> _TEXT UNDER STUDY_
Wednesday, March 6, 2013

Frailty and Transcendence

What does it mean to be obedient to the will of God? We have a tendency to exaggerate what we mean by the word 'obedience' and compare it to the obedience shown by the Blessed Mother when approached by the Archangel Gabriel. The columnist writing on spirituality for the Catholic Times discusses what the word means to him.

Most of the time we obey, he says, when we believe nothing will be lost by doing so or when it is profitable to us. It can be obedience to impress another, or to see ourselves as a good person, or to surrender one's will to a greater authority. However, it need not  be seen as a tremendous and difficult act. When God  made us, he put the seeds of obedience in us, and we are to let them grow and harvest them. There are times that we irresistibly obey the natural events we encounter in our lives by responding to these natural stimuli appropriately. When it is cold, we either put on more clothes or go where it's warmer; when we are sick, we go to the doctor. We are, in a sense, programed to obey the laws of nature. This is living in agreement with the will of God.

When we acknowledge our human frailty, we can choose to bow our heads and walk the way of the virtues. This is the first step on the path of virtue. The columnist mentions his time in the States where he met a man who became successful as a farmer in Korea. He was in the States for a cancer operation that he hoped would be more successful than the one he had in Korea. It was not, and he died soon after, having spend all his money on the operation. Making money was no longer  important, he was now called to surrender to the situation in which he found himself.

> _REQUIREMENT 1_
In the post on frailty and transcendence, where did the columnist meet the man who had become a successful farmer in Korea?
> _REQUIREMENT 2_
Edit the post on frailty and transcendence between "Frailty and Transcendence" and "means to him.", inclusive, and give that passage with "Blessed Mother" replaced by "Virgin Mary".
The records that come next are separate material, independent of the post on frailty and transcendence.

(Photo-based referring expression data)
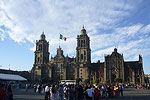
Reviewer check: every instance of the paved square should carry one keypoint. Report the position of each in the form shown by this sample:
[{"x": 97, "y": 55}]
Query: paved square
[{"x": 129, "y": 94}]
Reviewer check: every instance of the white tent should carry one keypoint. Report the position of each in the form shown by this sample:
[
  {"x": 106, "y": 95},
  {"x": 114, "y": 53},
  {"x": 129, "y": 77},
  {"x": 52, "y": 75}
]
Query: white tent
[{"x": 11, "y": 77}]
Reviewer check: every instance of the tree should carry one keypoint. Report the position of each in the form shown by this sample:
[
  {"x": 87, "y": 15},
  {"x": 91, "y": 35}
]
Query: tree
[
  {"x": 78, "y": 80},
  {"x": 118, "y": 80},
  {"x": 86, "y": 81},
  {"x": 96, "y": 81},
  {"x": 107, "y": 81}
]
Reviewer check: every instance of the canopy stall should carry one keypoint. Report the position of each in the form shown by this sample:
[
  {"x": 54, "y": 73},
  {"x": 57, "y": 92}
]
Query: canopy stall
[{"x": 11, "y": 77}]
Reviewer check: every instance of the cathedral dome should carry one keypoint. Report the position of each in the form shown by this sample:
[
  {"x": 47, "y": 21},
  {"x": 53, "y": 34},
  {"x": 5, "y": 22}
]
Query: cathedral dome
[
  {"x": 83, "y": 31},
  {"x": 42, "y": 36}
]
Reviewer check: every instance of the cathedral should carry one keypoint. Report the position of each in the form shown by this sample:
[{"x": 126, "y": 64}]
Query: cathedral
[{"x": 80, "y": 67}]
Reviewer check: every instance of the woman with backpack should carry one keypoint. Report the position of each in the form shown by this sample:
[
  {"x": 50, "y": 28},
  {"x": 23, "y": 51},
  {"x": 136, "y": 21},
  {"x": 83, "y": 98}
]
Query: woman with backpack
[{"x": 96, "y": 94}]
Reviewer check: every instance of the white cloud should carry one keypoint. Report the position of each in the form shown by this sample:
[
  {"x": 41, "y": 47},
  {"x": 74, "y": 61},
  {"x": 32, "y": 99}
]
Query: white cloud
[{"x": 26, "y": 20}]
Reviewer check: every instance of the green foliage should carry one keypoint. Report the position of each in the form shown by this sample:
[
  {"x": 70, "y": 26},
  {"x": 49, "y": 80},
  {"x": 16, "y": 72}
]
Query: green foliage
[{"x": 86, "y": 81}]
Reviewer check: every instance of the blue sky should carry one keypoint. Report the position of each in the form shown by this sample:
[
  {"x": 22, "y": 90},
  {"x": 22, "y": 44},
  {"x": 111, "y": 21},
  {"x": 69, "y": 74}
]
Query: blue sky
[{"x": 124, "y": 24}]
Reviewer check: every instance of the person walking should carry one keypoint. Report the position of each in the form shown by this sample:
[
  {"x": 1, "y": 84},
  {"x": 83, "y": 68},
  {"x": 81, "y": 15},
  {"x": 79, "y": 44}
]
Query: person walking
[
  {"x": 9, "y": 93},
  {"x": 54, "y": 92},
  {"x": 2, "y": 92},
  {"x": 61, "y": 92},
  {"x": 47, "y": 92}
]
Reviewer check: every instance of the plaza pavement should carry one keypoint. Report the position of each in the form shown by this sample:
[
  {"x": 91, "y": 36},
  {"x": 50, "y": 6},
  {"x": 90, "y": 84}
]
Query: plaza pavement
[{"x": 129, "y": 94}]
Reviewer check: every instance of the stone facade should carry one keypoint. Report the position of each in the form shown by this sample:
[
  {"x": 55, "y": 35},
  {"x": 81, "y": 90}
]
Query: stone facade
[{"x": 63, "y": 67}]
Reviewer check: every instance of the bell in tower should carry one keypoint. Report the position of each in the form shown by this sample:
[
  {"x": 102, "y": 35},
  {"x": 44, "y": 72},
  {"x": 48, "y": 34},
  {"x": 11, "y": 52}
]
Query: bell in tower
[
  {"x": 41, "y": 60},
  {"x": 83, "y": 51}
]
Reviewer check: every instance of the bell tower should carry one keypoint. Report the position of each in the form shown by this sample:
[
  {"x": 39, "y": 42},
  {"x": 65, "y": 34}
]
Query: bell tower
[
  {"x": 42, "y": 51},
  {"x": 40, "y": 68},
  {"x": 83, "y": 51}
]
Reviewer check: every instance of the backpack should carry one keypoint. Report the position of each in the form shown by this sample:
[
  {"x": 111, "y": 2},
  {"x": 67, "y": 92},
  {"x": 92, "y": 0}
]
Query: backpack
[{"x": 96, "y": 94}]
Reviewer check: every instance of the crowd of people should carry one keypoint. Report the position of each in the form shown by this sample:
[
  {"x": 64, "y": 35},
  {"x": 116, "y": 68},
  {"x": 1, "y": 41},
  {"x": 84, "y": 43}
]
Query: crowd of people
[
  {"x": 5, "y": 92},
  {"x": 79, "y": 92}
]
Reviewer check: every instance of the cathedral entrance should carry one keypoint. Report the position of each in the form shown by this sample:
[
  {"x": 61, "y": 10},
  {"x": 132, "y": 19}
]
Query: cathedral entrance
[{"x": 113, "y": 77}]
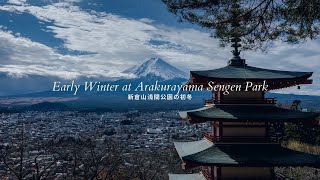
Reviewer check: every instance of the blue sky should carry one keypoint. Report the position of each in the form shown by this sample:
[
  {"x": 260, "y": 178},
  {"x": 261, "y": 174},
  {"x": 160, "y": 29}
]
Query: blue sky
[{"x": 44, "y": 40}]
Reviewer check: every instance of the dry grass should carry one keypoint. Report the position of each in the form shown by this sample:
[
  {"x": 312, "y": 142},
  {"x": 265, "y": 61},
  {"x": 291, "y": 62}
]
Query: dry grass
[{"x": 305, "y": 173}]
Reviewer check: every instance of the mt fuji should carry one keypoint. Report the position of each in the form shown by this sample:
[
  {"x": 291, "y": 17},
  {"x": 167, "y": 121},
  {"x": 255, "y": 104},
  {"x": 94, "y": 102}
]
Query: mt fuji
[{"x": 156, "y": 68}]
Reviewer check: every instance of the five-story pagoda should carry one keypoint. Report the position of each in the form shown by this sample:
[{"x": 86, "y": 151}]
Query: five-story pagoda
[{"x": 240, "y": 144}]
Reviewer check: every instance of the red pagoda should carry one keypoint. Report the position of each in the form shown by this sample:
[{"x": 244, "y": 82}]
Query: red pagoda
[{"x": 240, "y": 143}]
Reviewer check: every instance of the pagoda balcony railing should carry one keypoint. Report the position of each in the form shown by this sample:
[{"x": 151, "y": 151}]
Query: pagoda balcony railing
[
  {"x": 206, "y": 173},
  {"x": 213, "y": 138},
  {"x": 241, "y": 101}
]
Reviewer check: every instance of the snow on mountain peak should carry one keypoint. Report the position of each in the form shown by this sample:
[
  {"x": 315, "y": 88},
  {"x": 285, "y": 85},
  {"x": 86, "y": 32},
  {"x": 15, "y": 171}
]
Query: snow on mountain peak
[{"x": 156, "y": 67}]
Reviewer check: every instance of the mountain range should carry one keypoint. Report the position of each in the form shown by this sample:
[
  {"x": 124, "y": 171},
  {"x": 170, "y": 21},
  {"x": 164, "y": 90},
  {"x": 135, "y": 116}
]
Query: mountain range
[{"x": 149, "y": 71}]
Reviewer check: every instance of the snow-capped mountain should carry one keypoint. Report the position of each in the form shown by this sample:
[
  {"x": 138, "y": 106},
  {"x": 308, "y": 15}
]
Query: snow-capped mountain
[{"x": 156, "y": 68}]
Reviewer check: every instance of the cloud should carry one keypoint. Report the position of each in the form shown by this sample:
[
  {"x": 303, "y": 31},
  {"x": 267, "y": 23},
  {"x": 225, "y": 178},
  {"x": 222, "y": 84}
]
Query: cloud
[{"x": 111, "y": 43}]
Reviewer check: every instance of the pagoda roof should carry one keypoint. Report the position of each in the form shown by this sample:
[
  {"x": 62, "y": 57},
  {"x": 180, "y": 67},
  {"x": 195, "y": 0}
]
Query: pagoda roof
[
  {"x": 249, "y": 73},
  {"x": 261, "y": 155},
  {"x": 246, "y": 113},
  {"x": 194, "y": 176}
]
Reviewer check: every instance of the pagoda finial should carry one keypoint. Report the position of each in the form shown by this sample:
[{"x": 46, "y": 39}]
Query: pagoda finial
[{"x": 235, "y": 34}]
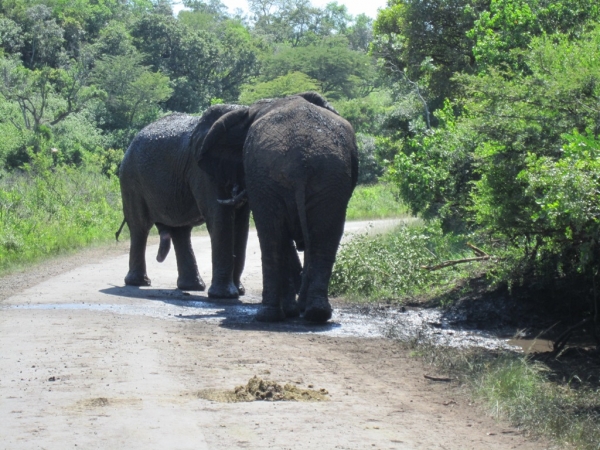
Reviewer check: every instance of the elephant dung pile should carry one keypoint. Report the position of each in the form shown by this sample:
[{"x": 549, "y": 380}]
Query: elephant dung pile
[{"x": 259, "y": 389}]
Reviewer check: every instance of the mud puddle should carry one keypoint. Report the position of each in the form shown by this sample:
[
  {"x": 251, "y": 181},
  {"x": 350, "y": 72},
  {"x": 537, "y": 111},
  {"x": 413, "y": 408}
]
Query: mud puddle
[{"x": 421, "y": 325}]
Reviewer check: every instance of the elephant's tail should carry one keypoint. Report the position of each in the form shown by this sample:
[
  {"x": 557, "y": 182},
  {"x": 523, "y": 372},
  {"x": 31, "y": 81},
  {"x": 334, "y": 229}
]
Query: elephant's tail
[
  {"x": 301, "y": 204},
  {"x": 118, "y": 233},
  {"x": 164, "y": 246}
]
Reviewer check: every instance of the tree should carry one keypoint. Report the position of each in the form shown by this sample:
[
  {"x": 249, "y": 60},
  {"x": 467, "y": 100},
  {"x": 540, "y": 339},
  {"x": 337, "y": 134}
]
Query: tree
[
  {"x": 511, "y": 24},
  {"x": 45, "y": 96},
  {"x": 340, "y": 71},
  {"x": 133, "y": 92},
  {"x": 292, "y": 83},
  {"x": 426, "y": 42}
]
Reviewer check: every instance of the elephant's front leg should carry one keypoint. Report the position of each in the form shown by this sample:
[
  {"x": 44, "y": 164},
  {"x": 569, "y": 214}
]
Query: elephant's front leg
[
  {"x": 220, "y": 226},
  {"x": 137, "y": 256},
  {"x": 276, "y": 280},
  {"x": 189, "y": 278},
  {"x": 241, "y": 225}
]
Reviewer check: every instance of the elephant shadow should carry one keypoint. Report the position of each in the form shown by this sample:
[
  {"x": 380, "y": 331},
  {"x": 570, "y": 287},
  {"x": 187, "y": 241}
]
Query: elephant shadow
[{"x": 232, "y": 314}]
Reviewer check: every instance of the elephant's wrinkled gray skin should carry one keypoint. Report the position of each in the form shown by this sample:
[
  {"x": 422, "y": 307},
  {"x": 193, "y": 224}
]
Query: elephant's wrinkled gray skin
[
  {"x": 300, "y": 167},
  {"x": 162, "y": 184}
]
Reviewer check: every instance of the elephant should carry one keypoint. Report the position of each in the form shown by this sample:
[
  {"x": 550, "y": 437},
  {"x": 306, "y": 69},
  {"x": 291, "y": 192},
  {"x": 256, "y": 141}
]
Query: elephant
[
  {"x": 162, "y": 185},
  {"x": 297, "y": 160}
]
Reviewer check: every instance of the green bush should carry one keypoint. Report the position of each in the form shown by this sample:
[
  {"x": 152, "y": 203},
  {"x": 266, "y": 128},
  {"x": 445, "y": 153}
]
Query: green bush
[
  {"x": 47, "y": 209},
  {"x": 376, "y": 201},
  {"x": 390, "y": 266}
]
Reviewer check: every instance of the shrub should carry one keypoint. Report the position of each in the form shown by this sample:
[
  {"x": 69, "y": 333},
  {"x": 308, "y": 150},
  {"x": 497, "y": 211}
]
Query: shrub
[{"x": 47, "y": 209}]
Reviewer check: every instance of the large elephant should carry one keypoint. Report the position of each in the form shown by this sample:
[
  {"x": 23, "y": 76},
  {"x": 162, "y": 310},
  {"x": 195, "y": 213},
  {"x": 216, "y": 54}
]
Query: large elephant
[
  {"x": 300, "y": 167},
  {"x": 162, "y": 185}
]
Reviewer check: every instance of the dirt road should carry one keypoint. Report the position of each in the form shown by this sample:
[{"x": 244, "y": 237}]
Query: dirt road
[{"x": 86, "y": 363}]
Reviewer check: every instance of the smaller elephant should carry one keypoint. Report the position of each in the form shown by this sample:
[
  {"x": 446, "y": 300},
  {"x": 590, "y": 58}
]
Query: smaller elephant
[
  {"x": 162, "y": 185},
  {"x": 300, "y": 168}
]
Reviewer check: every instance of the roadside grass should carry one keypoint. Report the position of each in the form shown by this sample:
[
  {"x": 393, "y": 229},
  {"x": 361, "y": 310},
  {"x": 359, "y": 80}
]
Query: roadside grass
[
  {"x": 517, "y": 388},
  {"x": 389, "y": 267},
  {"x": 47, "y": 210},
  {"x": 376, "y": 201},
  {"x": 524, "y": 390}
]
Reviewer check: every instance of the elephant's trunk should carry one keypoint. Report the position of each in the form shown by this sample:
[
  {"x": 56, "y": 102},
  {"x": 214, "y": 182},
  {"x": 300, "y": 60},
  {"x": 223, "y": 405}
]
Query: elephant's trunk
[
  {"x": 164, "y": 246},
  {"x": 236, "y": 201}
]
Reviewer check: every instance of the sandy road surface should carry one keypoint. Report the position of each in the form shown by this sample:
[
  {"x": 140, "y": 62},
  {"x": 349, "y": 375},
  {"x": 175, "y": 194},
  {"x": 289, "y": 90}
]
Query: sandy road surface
[{"x": 86, "y": 363}]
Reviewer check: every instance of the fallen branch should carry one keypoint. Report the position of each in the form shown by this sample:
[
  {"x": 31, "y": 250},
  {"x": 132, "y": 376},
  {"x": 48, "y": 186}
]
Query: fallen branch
[
  {"x": 561, "y": 341},
  {"x": 454, "y": 262},
  {"x": 444, "y": 379},
  {"x": 477, "y": 251}
]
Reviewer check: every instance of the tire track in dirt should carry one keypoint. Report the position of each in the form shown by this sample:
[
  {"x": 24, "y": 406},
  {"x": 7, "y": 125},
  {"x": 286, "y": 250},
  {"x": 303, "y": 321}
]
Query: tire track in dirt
[{"x": 96, "y": 378}]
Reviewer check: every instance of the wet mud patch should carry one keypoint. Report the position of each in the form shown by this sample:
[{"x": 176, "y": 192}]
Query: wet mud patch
[{"x": 258, "y": 389}]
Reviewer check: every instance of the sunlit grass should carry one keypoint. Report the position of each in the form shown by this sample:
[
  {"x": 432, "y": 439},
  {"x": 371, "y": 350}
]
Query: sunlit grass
[
  {"x": 377, "y": 201},
  {"x": 47, "y": 210}
]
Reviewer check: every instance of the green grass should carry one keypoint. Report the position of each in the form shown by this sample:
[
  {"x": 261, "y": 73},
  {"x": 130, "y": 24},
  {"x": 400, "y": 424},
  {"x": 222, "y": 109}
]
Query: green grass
[
  {"x": 377, "y": 201},
  {"x": 47, "y": 210}
]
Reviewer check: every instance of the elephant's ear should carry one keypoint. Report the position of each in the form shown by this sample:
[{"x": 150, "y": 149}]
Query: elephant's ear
[
  {"x": 317, "y": 99},
  {"x": 221, "y": 152}
]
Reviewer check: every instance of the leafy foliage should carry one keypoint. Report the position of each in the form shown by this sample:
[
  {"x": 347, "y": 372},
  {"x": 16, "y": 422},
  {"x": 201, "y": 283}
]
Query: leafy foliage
[
  {"x": 47, "y": 209},
  {"x": 389, "y": 266}
]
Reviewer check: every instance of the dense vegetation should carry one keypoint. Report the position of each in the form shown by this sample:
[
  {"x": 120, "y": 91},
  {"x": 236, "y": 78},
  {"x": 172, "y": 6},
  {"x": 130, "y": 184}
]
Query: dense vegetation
[
  {"x": 79, "y": 78},
  {"x": 484, "y": 114}
]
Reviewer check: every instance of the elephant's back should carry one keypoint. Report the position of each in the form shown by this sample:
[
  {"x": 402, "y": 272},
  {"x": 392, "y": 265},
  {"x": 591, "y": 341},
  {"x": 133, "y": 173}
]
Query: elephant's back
[
  {"x": 301, "y": 141},
  {"x": 163, "y": 138},
  {"x": 154, "y": 170}
]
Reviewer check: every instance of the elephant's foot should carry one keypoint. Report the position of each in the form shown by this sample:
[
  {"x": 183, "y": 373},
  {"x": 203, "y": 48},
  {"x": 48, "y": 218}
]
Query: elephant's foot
[
  {"x": 228, "y": 290},
  {"x": 270, "y": 314},
  {"x": 290, "y": 307},
  {"x": 291, "y": 310},
  {"x": 191, "y": 284},
  {"x": 318, "y": 311},
  {"x": 241, "y": 288},
  {"x": 137, "y": 279}
]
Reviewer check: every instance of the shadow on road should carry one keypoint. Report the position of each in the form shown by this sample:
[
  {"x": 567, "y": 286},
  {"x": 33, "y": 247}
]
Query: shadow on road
[{"x": 232, "y": 314}]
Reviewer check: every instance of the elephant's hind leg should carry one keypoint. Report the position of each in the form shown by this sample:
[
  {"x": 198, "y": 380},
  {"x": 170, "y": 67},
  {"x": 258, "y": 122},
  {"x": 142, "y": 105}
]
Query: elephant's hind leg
[
  {"x": 189, "y": 278},
  {"x": 137, "y": 256}
]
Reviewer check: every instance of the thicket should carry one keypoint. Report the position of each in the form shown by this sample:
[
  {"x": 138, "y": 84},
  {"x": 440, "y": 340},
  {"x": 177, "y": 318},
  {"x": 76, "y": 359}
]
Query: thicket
[
  {"x": 493, "y": 131},
  {"x": 79, "y": 78}
]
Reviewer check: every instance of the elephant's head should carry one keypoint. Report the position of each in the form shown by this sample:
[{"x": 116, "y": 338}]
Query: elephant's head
[{"x": 221, "y": 151}]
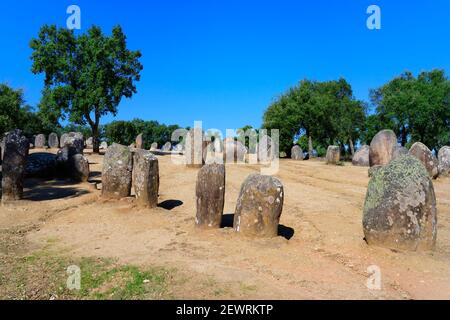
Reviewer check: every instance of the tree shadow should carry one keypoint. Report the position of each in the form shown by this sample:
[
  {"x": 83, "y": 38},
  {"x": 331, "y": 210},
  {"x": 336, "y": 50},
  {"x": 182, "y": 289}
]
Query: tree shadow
[
  {"x": 170, "y": 204},
  {"x": 43, "y": 190},
  {"x": 283, "y": 231}
]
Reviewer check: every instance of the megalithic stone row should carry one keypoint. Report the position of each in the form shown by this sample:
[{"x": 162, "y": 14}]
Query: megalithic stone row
[
  {"x": 382, "y": 148},
  {"x": 333, "y": 155},
  {"x": 117, "y": 172},
  {"x": 145, "y": 178},
  {"x": 259, "y": 206},
  {"x": 210, "y": 195},
  {"x": 53, "y": 141},
  {"x": 39, "y": 141},
  {"x": 400, "y": 207},
  {"x": 195, "y": 146},
  {"x": 444, "y": 161},
  {"x": 424, "y": 155},
  {"x": 16, "y": 148},
  {"x": 297, "y": 153},
  {"x": 140, "y": 141},
  {"x": 361, "y": 157}
]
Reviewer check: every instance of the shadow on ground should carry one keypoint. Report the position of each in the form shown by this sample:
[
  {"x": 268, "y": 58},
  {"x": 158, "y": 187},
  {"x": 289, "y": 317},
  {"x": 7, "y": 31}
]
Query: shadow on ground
[{"x": 283, "y": 231}]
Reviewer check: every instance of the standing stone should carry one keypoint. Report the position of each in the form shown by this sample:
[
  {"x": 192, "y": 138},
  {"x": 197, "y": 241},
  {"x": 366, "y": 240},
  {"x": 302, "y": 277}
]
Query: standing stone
[
  {"x": 259, "y": 206},
  {"x": 429, "y": 161},
  {"x": 267, "y": 149},
  {"x": 400, "y": 208},
  {"x": 62, "y": 140},
  {"x": 39, "y": 142},
  {"x": 333, "y": 154},
  {"x": 79, "y": 168},
  {"x": 444, "y": 161},
  {"x": 140, "y": 141},
  {"x": 145, "y": 178},
  {"x": 53, "y": 141},
  {"x": 13, "y": 166},
  {"x": 210, "y": 192},
  {"x": 361, "y": 157},
  {"x": 382, "y": 148},
  {"x": 297, "y": 153},
  {"x": 90, "y": 143},
  {"x": 117, "y": 172},
  {"x": 194, "y": 148}
]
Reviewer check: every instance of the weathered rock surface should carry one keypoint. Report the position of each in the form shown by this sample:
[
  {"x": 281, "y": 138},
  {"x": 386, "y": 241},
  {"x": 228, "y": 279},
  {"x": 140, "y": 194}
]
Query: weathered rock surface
[
  {"x": 145, "y": 178},
  {"x": 259, "y": 206},
  {"x": 39, "y": 141},
  {"x": 195, "y": 148},
  {"x": 53, "y": 141},
  {"x": 333, "y": 155},
  {"x": 210, "y": 193},
  {"x": 444, "y": 161},
  {"x": 361, "y": 157},
  {"x": 16, "y": 147},
  {"x": 424, "y": 155},
  {"x": 117, "y": 172},
  {"x": 400, "y": 207},
  {"x": 382, "y": 148},
  {"x": 297, "y": 153}
]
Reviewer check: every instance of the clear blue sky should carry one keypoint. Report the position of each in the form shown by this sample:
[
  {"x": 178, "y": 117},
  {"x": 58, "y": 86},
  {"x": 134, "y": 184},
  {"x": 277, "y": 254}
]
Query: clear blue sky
[{"x": 224, "y": 61}]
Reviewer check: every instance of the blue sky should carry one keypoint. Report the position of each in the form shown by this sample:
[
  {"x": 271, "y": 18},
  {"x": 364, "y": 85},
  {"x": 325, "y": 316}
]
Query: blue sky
[{"x": 224, "y": 61}]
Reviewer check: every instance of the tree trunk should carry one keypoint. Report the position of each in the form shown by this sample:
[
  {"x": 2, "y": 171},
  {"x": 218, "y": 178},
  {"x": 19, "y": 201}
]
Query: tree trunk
[
  {"x": 352, "y": 147},
  {"x": 310, "y": 149}
]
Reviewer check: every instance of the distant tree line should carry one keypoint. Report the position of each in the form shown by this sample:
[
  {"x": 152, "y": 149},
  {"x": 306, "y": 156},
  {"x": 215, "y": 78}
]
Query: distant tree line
[{"x": 315, "y": 114}]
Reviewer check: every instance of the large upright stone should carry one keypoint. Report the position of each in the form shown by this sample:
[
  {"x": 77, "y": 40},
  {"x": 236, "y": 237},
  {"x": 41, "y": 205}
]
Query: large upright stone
[
  {"x": 145, "y": 178},
  {"x": 16, "y": 147},
  {"x": 444, "y": 161},
  {"x": 400, "y": 207},
  {"x": 382, "y": 148},
  {"x": 117, "y": 172},
  {"x": 53, "y": 141},
  {"x": 210, "y": 192},
  {"x": 140, "y": 141},
  {"x": 233, "y": 151},
  {"x": 194, "y": 148},
  {"x": 259, "y": 206},
  {"x": 39, "y": 141},
  {"x": 268, "y": 150},
  {"x": 429, "y": 161},
  {"x": 297, "y": 153},
  {"x": 361, "y": 157},
  {"x": 333, "y": 154}
]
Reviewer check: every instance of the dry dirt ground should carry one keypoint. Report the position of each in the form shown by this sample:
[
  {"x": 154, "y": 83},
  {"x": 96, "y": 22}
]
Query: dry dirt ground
[{"x": 319, "y": 254}]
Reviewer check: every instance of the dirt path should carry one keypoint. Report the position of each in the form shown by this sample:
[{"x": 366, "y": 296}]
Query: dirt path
[{"x": 319, "y": 254}]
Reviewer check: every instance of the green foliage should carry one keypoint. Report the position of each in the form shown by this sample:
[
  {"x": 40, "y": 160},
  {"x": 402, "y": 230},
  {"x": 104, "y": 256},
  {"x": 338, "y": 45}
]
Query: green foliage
[
  {"x": 86, "y": 76},
  {"x": 125, "y": 132}
]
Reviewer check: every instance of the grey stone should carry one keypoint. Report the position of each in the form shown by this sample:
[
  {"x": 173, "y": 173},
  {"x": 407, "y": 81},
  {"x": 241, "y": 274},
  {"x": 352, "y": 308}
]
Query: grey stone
[
  {"x": 259, "y": 206},
  {"x": 382, "y": 148},
  {"x": 424, "y": 155},
  {"x": 145, "y": 178},
  {"x": 400, "y": 207},
  {"x": 333, "y": 155},
  {"x": 117, "y": 172},
  {"x": 210, "y": 195},
  {"x": 361, "y": 157},
  {"x": 16, "y": 148},
  {"x": 40, "y": 141},
  {"x": 53, "y": 141},
  {"x": 444, "y": 161},
  {"x": 297, "y": 153}
]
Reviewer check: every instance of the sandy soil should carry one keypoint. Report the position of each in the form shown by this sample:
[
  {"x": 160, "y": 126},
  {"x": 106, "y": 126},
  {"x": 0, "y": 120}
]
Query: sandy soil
[{"x": 320, "y": 253}]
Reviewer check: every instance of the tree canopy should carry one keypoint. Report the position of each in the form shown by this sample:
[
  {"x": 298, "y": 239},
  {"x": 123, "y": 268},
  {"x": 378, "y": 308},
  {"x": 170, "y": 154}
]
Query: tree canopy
[{"x": 86, "y": 76}]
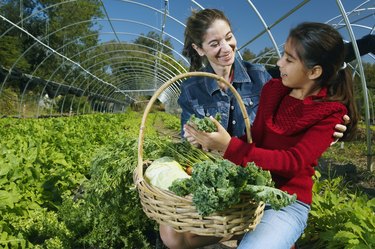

> _ANSWER SECTION 1_
In the States.

> _ANSWER SECTION 2_
Frailty and Transcendence

What does it mean to be obedient to the will of God? We have a tendency to exaggerate what we mean by the word 'obedience' and compare it to the obedience shown by the Virgin Mary when approached by the Archangel Gabriel. The columnist writing on spirituality for the Catholic Times discusses what the word means to him.